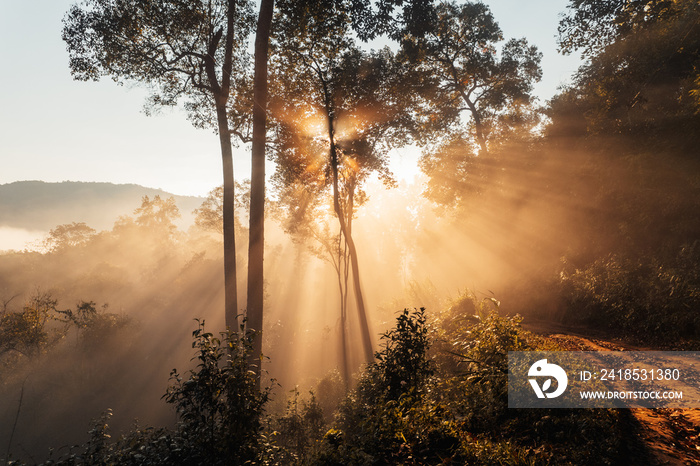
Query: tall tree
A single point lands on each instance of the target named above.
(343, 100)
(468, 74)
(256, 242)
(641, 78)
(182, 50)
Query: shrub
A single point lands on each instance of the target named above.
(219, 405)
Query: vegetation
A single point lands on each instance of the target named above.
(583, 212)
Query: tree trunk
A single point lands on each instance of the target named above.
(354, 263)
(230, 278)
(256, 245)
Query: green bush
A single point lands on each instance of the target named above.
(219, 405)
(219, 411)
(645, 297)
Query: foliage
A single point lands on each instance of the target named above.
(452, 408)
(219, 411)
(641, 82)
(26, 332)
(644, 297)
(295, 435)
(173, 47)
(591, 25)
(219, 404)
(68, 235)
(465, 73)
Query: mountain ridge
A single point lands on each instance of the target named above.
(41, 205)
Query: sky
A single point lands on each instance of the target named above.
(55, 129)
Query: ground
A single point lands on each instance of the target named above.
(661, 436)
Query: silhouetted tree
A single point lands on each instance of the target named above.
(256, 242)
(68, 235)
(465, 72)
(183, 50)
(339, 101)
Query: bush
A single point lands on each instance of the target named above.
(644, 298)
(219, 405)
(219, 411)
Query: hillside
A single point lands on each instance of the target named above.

[WHAT YOU NEED TO DO]: From the entries above, list each line with "Query" in it.

[EXERCISE SOLUTION]:
Query: tall tree
Query: shrub
Query: vegetation
Query: tree trunk
Query: green bush
Query: foliage
Query: mountain ridge
Query: sky
Query: ground
Query: silhouetted tree
Query: bush
Query: hillside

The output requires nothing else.